* [Selection]:
*-*-*

Preemptive or Other Rights
Holders of our common stock have no preemptive or conversion rights or other subscription rights (other than the Participation Right described below) and there are no redemption or sinking fund provisions applicable to the common stock. The rights, preferences and privileges of the holders of our common stock are subject to, and may be adversely affected by, the rights of the holders of shares of any series of preferred stock which we may designate in the future.
Participation Right
Our certificate of incorporation provides that, in the event that we seek to raise additional capital through a sale of equity securities (as well as rights, options or warrants to purchase equity securities or securities that may be or become convertible or exchangeable into or exercisable for equity securities) at any time until our common stock begins trading on a national securities exchange, subject to the terms and conditions set forth in our certificate of incorporation, each holder of common stock, subject to the following proviso, will have the right (the “Participation Right”) to purchase its pro rata share of such equity securities in any such capital raise, on the terms and conditions of such capital raise; provided that the Participation Right will only apply to stockholders holding at least 1% of our outstanding common stock on the record date set by our Board for determining such stockholders, which record date shall be at least 15 days prior to the closing of such capital raise. Shareholders having the Participation Right will have 10 days after notice is given to them to determine whether to exercise this right. Any shares purchased pursuant to the Participation Right will constitute Registrable Shares (as defined in the Registration Rights Agreement). The Participation Right will not apply to any issuances in a registered public offering or any issuances pursuant to the 2012 Stock Incentive Plan.

*-*-*

* [Extracted entries]:
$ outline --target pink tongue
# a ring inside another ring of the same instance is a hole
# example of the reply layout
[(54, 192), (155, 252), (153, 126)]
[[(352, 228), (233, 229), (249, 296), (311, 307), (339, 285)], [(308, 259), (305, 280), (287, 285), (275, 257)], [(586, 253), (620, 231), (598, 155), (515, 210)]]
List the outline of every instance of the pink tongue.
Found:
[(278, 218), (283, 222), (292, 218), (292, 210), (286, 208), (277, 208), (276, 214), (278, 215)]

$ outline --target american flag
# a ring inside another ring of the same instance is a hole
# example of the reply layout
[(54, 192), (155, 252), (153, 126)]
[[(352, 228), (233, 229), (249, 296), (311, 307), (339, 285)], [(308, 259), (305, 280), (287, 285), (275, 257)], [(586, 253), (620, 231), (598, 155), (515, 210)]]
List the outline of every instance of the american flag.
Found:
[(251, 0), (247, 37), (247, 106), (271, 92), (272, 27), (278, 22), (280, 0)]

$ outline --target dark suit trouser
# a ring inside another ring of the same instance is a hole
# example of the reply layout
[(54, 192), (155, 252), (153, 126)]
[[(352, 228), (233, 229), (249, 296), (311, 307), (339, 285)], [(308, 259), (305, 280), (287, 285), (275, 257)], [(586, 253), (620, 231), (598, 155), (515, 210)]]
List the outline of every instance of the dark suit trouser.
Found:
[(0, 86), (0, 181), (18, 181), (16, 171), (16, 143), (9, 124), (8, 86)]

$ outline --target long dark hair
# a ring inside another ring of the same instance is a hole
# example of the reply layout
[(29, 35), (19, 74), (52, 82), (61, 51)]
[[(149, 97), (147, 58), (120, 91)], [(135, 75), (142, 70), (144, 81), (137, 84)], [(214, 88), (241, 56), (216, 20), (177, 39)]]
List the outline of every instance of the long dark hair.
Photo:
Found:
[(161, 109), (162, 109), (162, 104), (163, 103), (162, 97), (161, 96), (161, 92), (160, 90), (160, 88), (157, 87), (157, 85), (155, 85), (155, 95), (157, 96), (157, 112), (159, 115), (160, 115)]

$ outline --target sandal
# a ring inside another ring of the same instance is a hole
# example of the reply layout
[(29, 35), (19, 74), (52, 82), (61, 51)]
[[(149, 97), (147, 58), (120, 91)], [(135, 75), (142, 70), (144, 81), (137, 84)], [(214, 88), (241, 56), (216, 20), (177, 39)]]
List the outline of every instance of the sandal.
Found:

*-*-*

* [Tasks]:
1: Return the part of the passage on stockholder rights that runs from "Preemptive or Other" to "in the future.".
2: Resume the passage on stockholder rights, starting after its last sentence.
The listing is separate from the passage on stockholder rights.

* [Answers below]:
1:
Preemptive or Other Rights
Holders of our common stock have no preemptive or conversion rights or other subscription rights (other than the Participation Right described below) and there are no redemption or sinking fund provisions applicable to the common stock. The rights, preferences and privileges of the holders of our common stock are subject to, and may be adversely affected by, the rights of the holders of shares of any series of preferred stock which we may designate in the future.

2:
Preferred Stock
Our certificate of incorporation authorizes our Board to issue and to designate the terms of one or more new classes or series of preferred stock. The rights with respect to a class or series of preferred stock may be greater than the rights attached to our common stock. It is not possible to state the actual effect of the issuance of any shares of our preferred stock on the rights of holders of our common stock until our Board determines the specific rights attached to that class or series of preferred stock.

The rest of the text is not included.